→ Data supplied:
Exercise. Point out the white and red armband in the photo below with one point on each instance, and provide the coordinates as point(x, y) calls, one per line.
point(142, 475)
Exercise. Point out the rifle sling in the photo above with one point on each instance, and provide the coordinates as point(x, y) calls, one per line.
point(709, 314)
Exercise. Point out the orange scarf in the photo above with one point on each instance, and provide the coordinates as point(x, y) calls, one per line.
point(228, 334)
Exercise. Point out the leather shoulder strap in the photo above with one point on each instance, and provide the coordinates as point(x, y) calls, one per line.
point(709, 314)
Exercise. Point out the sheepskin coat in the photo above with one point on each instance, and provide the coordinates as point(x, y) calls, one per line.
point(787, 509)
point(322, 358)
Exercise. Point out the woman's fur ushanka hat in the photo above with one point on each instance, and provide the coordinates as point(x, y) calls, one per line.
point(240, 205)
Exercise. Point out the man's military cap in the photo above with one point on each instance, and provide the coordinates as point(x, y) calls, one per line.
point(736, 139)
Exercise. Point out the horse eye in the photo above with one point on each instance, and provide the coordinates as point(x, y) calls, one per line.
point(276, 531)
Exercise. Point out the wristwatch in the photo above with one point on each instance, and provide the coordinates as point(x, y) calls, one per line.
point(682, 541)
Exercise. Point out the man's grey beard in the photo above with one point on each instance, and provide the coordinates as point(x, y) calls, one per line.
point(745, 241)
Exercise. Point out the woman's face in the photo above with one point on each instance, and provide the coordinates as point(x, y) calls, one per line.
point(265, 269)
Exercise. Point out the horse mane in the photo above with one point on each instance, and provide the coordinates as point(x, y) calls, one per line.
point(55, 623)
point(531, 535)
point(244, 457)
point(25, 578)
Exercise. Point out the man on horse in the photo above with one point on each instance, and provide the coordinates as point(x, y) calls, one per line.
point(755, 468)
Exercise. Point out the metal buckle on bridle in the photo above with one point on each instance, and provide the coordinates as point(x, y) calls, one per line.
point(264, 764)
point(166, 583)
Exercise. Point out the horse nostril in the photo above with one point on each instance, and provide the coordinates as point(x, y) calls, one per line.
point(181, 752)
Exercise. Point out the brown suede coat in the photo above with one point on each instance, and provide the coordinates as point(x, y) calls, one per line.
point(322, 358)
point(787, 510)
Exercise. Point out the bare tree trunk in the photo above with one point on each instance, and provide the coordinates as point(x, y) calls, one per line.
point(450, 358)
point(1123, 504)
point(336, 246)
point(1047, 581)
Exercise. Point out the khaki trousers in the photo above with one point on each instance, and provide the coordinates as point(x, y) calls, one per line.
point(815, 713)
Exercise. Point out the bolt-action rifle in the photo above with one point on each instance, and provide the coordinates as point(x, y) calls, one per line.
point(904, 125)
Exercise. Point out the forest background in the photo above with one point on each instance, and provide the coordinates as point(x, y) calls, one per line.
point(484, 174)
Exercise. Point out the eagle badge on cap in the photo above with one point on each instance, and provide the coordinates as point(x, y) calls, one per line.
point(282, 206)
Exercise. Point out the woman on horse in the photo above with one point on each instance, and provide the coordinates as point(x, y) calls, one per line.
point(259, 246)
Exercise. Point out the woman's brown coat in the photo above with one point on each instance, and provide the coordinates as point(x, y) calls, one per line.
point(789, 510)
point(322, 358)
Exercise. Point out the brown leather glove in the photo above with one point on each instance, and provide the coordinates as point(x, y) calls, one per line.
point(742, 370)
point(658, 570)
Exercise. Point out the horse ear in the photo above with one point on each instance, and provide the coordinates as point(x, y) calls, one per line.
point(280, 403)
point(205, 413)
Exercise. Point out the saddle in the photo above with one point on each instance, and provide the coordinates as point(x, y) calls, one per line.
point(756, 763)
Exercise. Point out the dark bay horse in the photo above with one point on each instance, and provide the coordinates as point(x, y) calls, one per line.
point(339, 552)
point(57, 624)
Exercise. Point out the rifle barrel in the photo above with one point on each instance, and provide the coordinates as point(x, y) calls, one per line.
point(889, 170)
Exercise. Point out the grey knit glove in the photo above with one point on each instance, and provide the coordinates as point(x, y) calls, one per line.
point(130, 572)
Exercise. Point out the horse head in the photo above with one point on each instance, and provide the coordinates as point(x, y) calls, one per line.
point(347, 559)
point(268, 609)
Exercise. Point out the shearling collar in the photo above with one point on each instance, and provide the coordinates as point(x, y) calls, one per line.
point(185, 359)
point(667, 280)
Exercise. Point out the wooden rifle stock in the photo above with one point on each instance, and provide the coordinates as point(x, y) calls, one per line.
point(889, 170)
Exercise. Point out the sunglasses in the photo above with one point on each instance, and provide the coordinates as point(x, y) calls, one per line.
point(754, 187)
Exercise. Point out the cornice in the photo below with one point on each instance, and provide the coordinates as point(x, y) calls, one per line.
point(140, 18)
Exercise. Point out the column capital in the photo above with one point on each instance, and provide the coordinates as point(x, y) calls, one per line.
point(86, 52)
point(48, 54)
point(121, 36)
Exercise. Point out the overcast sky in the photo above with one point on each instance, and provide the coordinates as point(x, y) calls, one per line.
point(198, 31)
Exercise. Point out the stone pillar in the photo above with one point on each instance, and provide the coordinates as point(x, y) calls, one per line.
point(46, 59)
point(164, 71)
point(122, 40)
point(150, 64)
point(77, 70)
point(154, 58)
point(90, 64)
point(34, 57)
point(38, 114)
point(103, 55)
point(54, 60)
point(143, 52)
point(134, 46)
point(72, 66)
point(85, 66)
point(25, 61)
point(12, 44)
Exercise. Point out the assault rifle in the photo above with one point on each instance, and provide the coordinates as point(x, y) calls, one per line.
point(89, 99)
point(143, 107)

→ What you need to do: Write out the complete material a second time, matching it exactly.

→ Answer to the problem:
Exercise. Point out the white and red armband in the photo below with one point on each instance, and provide the coordinates as point(x, y) calls, one per line.
point(142, 475)
Exercise. Point out the rifle sling in the photo above with one point on each instance, and provide the coordinates as point(x, y) calls, one per line.
point(709, 314)
Exercise. Point out the orange scarf in the photo above with one point on each instance, and provide the coordinates as point(x, y) calls, one per line.
point(228, 334)
Exercise. Point out the leather shoulder strap in the photo above with one point on each instance, and provide the coordinates as point(x, y) calls, one per line.
point(709, 314)
Exercise. Point out the sheepskin coat in the photo above with one point on each instance, and provide the coordinates as point(x, y) calls, one per line.
point(787, 509)
point(322, 358)
Exercise. Point out the woman's fur ushanka hat in the photo above with one point on each instance, and provide the coordinates as point(x, y) calls, one per line.
point(240, 205)
Exercise. Point out the man's military cap in the photo above with one point on each instance, and provide the coordinates as point(x, y) calls, one per line.
point(736, 139)
Exercise. Point out the horse eye in the photo above with one point on each instance, and provide the coordinates as point(x, y) calls, one per line.
point(276, 531)
Exercise. Point out the wristwatch in the photo above with one point on each instance, and provide the coordinates as point(x, y) calls, one per line.
point(682, 541)
Exercise. Point out the man's grey beard in the photo above with one point on each instance, and provide the coordinates as point(x, y) calls, one per line.
point(745, 241)
Exercise. Point out the woman's face in the photo above with one point on each instance, and provide the coordinates as point(x, y) calls, one per line.
point(265, 269)
Exercise. Point out the horse mane in the photo above with one point on each instance, and provide the coordinates as point(x, y) calls, one per line.
point(55, 623)
point(531, 535)
point(244, 457)
point(25, 578)
Exercise. Point out the man on horse in the photo above with one point on each instance, and provide the coordinates as point(x, y) calls, one per line.
point(755, 468)
Exercise. Point out the metal buckle on bridle in the photo above with one point on each instance, and provide the coordinates as point(x, y) calls, one per line.
point(264, 764)
point(166, 583)
Exercise. Point out the horse nostril in the photo above with one point on each instance, and provide the coordinates as point(x, y) calls, one per line.
point(181, 752)
Exercise. Point out the brown suede coat in the photo above with one point on each instance, and provide the coordinates as point(x, y) calls, one per line.
point(322, 358)
point(787, 510)
Exercise. Point out the bare tree trunk in the photo above with one point on each instance, and provide the coordinates as point(x, y) calls, one per line.
point(450, 358)
point(1123, 504)
point(336, 246)
point(1047, 581)
Exercise. Point out the khaki trousers in the photo above with one point on each instance, and provide the coordinates as point(x, y) calls, one per line.
point(815, 713)
Exercise. Point out the bolt-action rifle in the photo above with one point on each instance, and provide the coordinates as point(x, y) calls, one per line.
point(904, 125)
Exercise. Point out the forest background in the photo above with one point on each instance, and provide the coordinates as point(x, y) calls, one per line.
point(484, 174)
Exercise. Point out the eagle badge on cap in the photo above with one point on each instance, and provide the coordinates as point(x, y) calls, one per line.
point(282, 206)
Exercise. Point out the woman on horse in the photo above with one point on each instance, and provide the coordinates as point(x, y) calls, one per line.
point(259, 246)
Exercise. Point out the woman's brown coat in the photo above with one point on each instance, and provide the coordinates as point(x, y) calls, one per line.
point(789, 510)
point(322, 358)
Exercise. Point out the brown leather glove in the photo above with one point on each instance, and provide the coordinates as point(x, y) calls, one per line.
point(742, 370)
point(658, 570)
Exercise. Point out the horse ear in the photo above with one point on each instance, and provide the coordinates as point(x, y) calls, one per line.
point(280, 403)
point(205, 413)
Exercise. Point out the saddle in the photo above with one point on each instance, and provide the coordinates as point(x, y) calls, one per line.
point(756, 763)
Exercise. Point out the dark bay horse in the photo above with one point on each instance, and provide the coordinates as point(x, y) calls, one per line.
point(339, 552)
point(57, 624)
Exercise. Point out the rifle barrel in the photo above with one point on each instance, and provide the coordinates as point(x, y) calls, one per line.
point(889, 170)
Exercise. Point out the grey knit glove in the photo above with one point on each instance, and provide the coordinates as point(x, y) calls, one per line.
point(130, 572)
Exercise. Point out the horse head in the photo above with one point on each instance, and provide the coordinates as point(x, y) calls, one per line.
point(347, 559)
point(268, 609)
Exercise. Point out the shearling collar in the photo above with one point on each instance, and provide the coordinates as point(x, y) calls, one per line.
point(185, 359)
point(667, 280)
Exercise. Point out the wooden rifle stock in the photo above with one point on each instance, and provide the coordinates as point(x, y) calls, one per line.
point(889, 170)
Exercise. Point out the sunglasses in the photo above with one point on each instance, and provide the coordinates as point(x, y) calls, one per line.
point(754, 187)
Exercise. Point out the cornice in the photo below with one point on each instance, and provide the coordinates as point(x, y) calls, one per line.
point(140, 18)
Exercise. Point out the column capital in the photo above with one point on each instance, and provide the coordinates as point(x, y) calls, one per line.
point(86, 52)
point(48, 54)
point(121, 36)
Exercise. Point out the overcast sky in the photo above with one point on each instance, and provide the coordinates as point(x, y) calls, one per line.
point(198, 31)
Exercise. Point out the stone pillar in the photo above with one point on each instance, and provide the coordinates as point(x, y) calls, one per line.
point(46, 59)
point(164, 71)
point(122, 40)
point(150, 64)
point(77, 70)
point(154, 58)
point(90, 64)
point(34, 57)
point(38, 114)
point(103, 55)
point(54, 60)
point(143, 52)
point(134, 46)
point(72, 66)
point(85, 66)
point(25, 61)
point(12, 44)
Exercise. Point out the assault rifle in the photo above with one point on each instance, and provide the coordinates as point(x, y) calls, one per line.
point(89, 99)
point(143, 107)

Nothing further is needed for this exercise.